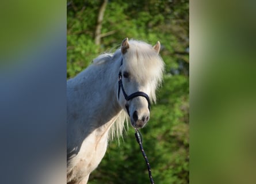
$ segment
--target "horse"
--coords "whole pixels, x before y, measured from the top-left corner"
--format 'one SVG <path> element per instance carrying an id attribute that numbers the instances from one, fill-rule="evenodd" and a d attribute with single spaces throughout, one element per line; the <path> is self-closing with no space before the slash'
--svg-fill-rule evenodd
<path id="1" fill-rule="evenodd" d="M 67 183 L 87 183 L 127 118 L 134 128 L 147 124 L 162 80 L 160 48 L 159 41 L 152 47 L 126 38 L 114 53 L 100 55 L 67 81 Z"/>

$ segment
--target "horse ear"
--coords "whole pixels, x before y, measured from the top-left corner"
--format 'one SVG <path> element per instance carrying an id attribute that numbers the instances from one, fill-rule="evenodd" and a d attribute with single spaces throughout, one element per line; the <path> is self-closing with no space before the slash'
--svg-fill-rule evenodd
<path id="1" fill-rule="evenodd" d="M 128 48 L 129 48 L 128 39 L 126 38 L 124 40 L 123 40 L 122 45 L 121 47 L 121 51 L 122 52 L 123 54 L 125 53 Z"/>
<path id="2" fill-rule="evenodd" d="M 158 41 L 156 42 L 156 44 L 153 47 L 153 48 L 156 51 L 157 53 L 159 53 L 160 51 L 160 48 L 161 47 L 161 45 L 160 45 L 160 42 Z"/>

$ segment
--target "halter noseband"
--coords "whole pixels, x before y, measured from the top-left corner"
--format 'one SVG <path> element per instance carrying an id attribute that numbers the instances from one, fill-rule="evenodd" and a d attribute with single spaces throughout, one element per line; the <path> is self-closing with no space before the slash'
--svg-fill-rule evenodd
<path id="1" fill-rule="evenodd" d="M 122 60 L 121 61 L 121 66 L 122 66 L 122 64 L 123 64 L 123 58 Z M 129 116 L 130 116 L 130 114 L 129 112 L 129 105 L 128 104 L 128 101 L 137 97 L 143 97 L 147 99 L 147 101 L 148 102 L 148 110 L 150 111 L 151 103 L 150 103 L 150 98 L 148 97 L 148 95 L 147 94 L 142 91 L 137 91 L 132 93 L 129 95 L 127 95 L 127 94 L 125 93 L 125 91 L 124 90 L 124 86 L 123 85 L 122 74 L 121 73 L 121 72 L 120 72 L 119 74 L 119 93 L 118 93 L 119 99 L 120 93 L 120 89 L 122 89 L 123 94 L 124 95 L 124 98 L 126 100 L 125 108 Z"/>

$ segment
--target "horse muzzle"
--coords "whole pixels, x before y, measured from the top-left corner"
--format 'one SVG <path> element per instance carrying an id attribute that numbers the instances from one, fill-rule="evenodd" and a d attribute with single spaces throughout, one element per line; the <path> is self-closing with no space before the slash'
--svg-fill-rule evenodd
<path id="1" fill-rule="evenodd" d="M 141 128 L 146 125 L 150 119 L 149 113 L 138 114 L 137 110 L 135 110 L 132 117 L 130 116 L 131 122 L 132 126 L 136 128 Z"/>

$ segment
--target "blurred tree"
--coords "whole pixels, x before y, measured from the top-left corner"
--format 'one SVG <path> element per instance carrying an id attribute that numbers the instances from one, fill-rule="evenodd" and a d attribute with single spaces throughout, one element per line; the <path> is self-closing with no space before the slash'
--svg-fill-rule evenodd
<path id="1" fill-rule="evenodd" d="M 67 78 L 101 52 L 114 51 L 125 37 L 161 43 L 164 80 L 148 125 L 141 131 L 156 183 L 189 183 L 189 15 L 188 0 L 67 3 Z M 147 182 L 147 167 L 130 129 L 120 146 L 110 143 L 89 183 Z"/>

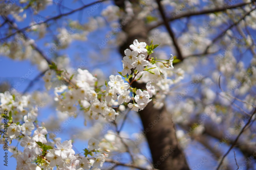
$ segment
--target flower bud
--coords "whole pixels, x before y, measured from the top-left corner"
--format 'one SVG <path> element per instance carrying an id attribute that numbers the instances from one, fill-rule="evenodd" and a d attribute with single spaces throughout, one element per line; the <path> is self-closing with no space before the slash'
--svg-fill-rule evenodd
<path id="1" fill-rule="evenodd" d="M 167 65 L 167 63 L 164 63 L 164 67 L 165 67 L 166 68 L 169 68 L 169 66 L 168 66 L 168 65 Z"/>

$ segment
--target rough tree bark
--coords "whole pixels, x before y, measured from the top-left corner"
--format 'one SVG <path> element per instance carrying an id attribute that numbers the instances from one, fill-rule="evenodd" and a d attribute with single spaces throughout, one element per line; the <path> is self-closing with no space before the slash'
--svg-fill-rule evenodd
<path id="1" fill-rule="evenodd" d="M 123 2 L 122 1 L 116 1 L 116 4 L 123 8 L 124 6 Z M 139 5 L 139 7 L 140 7 Z M 122 28 L 127 36 L 125 42 L 120 47 L 122 56 L 124 55 L 124 50 L 133 44 L 134 40 L 137 39 L 139 42 L 147 42 L 148 30 L 145 21 L 136 17 L 136 14 L 140 9 L 138 8 L 134 8 L 134 16 Z M 124 19 L 125 20 L 125 19 Z M 134 87 L 141 89 L 145 89 L 145 85 L 136 82 L 133 84 Z M 176 137 L 175 125 L 171 115 L 167 111 L 165 106 L 158 110 L 154 108 L 153 106 L 151 101 L 138 113 L 144 130 L 147 128 L 149 130 L 146 136 L 155 167 L 160 170 L 189 169 L 185 155 Z M 151 128 L 152 126 L 149 126 L 151 122 L 159 120 L 160 118 L 161 120 L 153 128 Z M 169 154 L 171 152 L 171 153 Z M 163 156 L 166 154 L 167 155 L 167 153 L 168 156 Z"/>

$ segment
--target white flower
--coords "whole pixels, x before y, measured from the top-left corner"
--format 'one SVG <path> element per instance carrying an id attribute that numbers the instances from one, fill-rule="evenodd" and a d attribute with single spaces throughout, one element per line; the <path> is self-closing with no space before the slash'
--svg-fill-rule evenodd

-- Written request --
Without including any picture, retype the entries exactly.

-- Solution for this task --
$ segment
--target "horse"
--coords "whole pixels, x before y, measured from the top-left corner"
--format 'one SVG <path> element per instance carrying an id attribute that numbers the instances from one, fill-rule="evenodd" and a d attribute with single spaces throughout, one element per line; the <path> is self-closing with no space before the slash'
--svg-fill-rule evenodd
<path id="1" fill-rule="evenodd" d="M 67 183 L 87 183 L 127 118 L 134 128 L 147 124 L 162 80 L 160 48 L 159 41 L 152 47 L 126 38 L 114 53 L 100 55 L 67 81 Z"/>

$ segment
--target "horse ear"
--coords "whole pixels, x before y, measured from the top-left corner"
--format 'one SVG <path> element per instance carrying an id attribute that numbers the instances from one, fill-rule="evenodd" and a d attribute with single spaces throughout, one element per line; the <path> is self-closing with no space before the slash'
--svg-fill-rule evenodd
<path id="1" fill-rule="evenodd" d="M 128 48 L 129 48 L 128 39 L 126 38 L 124 40 L 123 40 L 122 45 L 121 47 L 121 51 L 122 52 L 123 54 L 125 53 Z"/>
<path id="2" fill-rule="evenodd" d="M 158 41 L 156 42 L 156 44 L 153 47 L 153 48 L 156 51 L 157 53 L 159 53 L 160 51 L 160 48 L 161 47 L 161 45 L 160 45 L 160 42 Z"/>

$ segment
--target "halter noseband"
--coords "whole pixels, x before y, measured from the top-left corner"
--format 'one SVG <path> element per instance carrying an id attribute that numbers the instances from one, fill-rule="evenodd" and a d attribute with single spaces throughout, one element per line; the <path> is self-closing with no space before the slash'
--svg-fill-rule evenodd
<path id="1" fill-rule="evenodd" d="M 122 60 L 121 61 L 121 66 L 122 66 L 122 64 L 123 64 L 123 58 Z M 129 116 L 130 116 L 130 114 L 129 112 L 129 105 L 128 104 L 128 101 L 137 97 L 143 97 L 147 99 L 147 101 L 148 102 L 148 110 L 150 111 L 151 103 L 150 103 L 150 98 L 148 97 L 148 95 L 147 94 L 142 91 L 137 91 L 132 93 L 129 95 L 127 95 L 127 94 L 125 93 L 125 91 L 124 90 L 124 86 L 123 85 L 122 74 L 121 73 L 121 72 L 120 72 L 119 74 L 119 93 L 118 93 L 119 99 L 120 93 L 120 89 L 122 89 L 123 94 L 124 95 L 124 98 L 126 100 L 125 108 Z"/>

$ segment
--target "horse muzzle"
--coords "whole pixels, x before y, measured from the top-left corner"
--format 'one SVG <path> element per instance carrying an id attribute that numbers the instances from one, fill-rule="evenodd" and a d attribute with single spaces throughout, one element per line; the <path> is self-closing with no space before the slash'
--svg-fill-rule evenodd
<path id="1" fill-rule="evenodd" d="M 141 128 L 146 125 L 150 119 L 149 113 L 138 114 L 137 110 L 135 110 L 132 117 L 130 116 L 131 122 L 132 126 L 136 128 Z"/>

$ segment
--target "blurred tree"
--coords "whole pixels, x before y, measured from the top-left corner"
--format 'one SVG <path> element per instance carrying an id attribute that numbers the instances from one, fill-rule="evenodd" and a d attribute with single spaces throughout, one element per line; the <path> is self-closing with no space before the slash'
--svg-fill-rule evenodd
<path id="1" fill-rule="evenodd" d="M 67 78 L 101 52 L 114 51 L 125 37 L 161 43 L 164 80 L 148 125 L 141 131 L 156 183 L 189 183 L 189 15 L 188 0 L 67 3 Z M 147 182 L 147 167 L 130 129 L 120 146 L 110 143 L 89 183 Z"/>

$ segment
--target flower bud
--coords "whole pixels, x before y, measured from the top-left corner"
--format 'one SVG <path> element per instance carrying an id attribute that numbers the instances from one, fill-rule="evenodd" and a d attribute with single spaces throughout, one element per line; the <path> is self-closing with no space before the slash'
--svg-fill-rule evenodd
<path id="1" fill-rule="evenodd" d="M 167 65 L 167 63 L 164 63 L 164 67 L 165 67 L 166 68 L 169 68 L 169 66 L 168 66 L 168 65 Z"/>

$ segment
--target rough tree bark
--coords "whole pixels, x before y, measured from the top-left corner"
--format 'one SVG <path> element per instance carrying an id attribute that numbers the instances from one, fill-rule="evenodd" and a d attribute with single spaces throughout, one element per line; the <path> is self-closing with no space before the slash'
--svg-fill-rule evenodd
<path id="1" fill-rule="evenodd" d="M 123 2 L 122 1 L 116 1 L 116 4 L 123 8 L 124 6 Z M 139 5 L 139 7 L 140 7 Z M 122 28 L 127 36 L 125 42 L 120 47 L 122 56 L 124 55 L 124 50 L 133 44 L 134 40 L 137 39 L 139 42 L 147 42 L 148 30 L 145 21 L 136 17 L 136 14 L 140 9 L 138 8 L 134 8 L 134 16 Z M 124 19 L 125 20 L 125 19 Z M 134 87 L 141 89 L 145 89 L 145 85 L 136 82 L 133 84 Z M 176 137 L 175 125 L 171 115 L 167 111 L 165 106 L 158 110 L 154 108 L 153 106 L 151 101 L 138 113 L 144 130 L 147 128 L 149 130 L 146 136 L 155 167 L 160 170 L 189 169 L 185 155 Z M 151 128 L 152 126 L 149 126 L 151 122 L 159 120 L 160 118 L 161 120 L 153 128 Z M 169 154 L 171 152 L 171 153 Z M 163 156 L 166 154 L 167 155 L 167 153 L 168 156 Z"/>

$ segment
--target white flower
--coords "whole pixels, x before y, measured from the top-left corner"
--format 'one SVG <path> element per instance carrying an id attribute that numbers the instances from one, fill-rule="evenodd" and a d attribute with single spaces throughout, one element per line; the <path> is self-closing with no space before the slash'
--svg-fill-rule evenodd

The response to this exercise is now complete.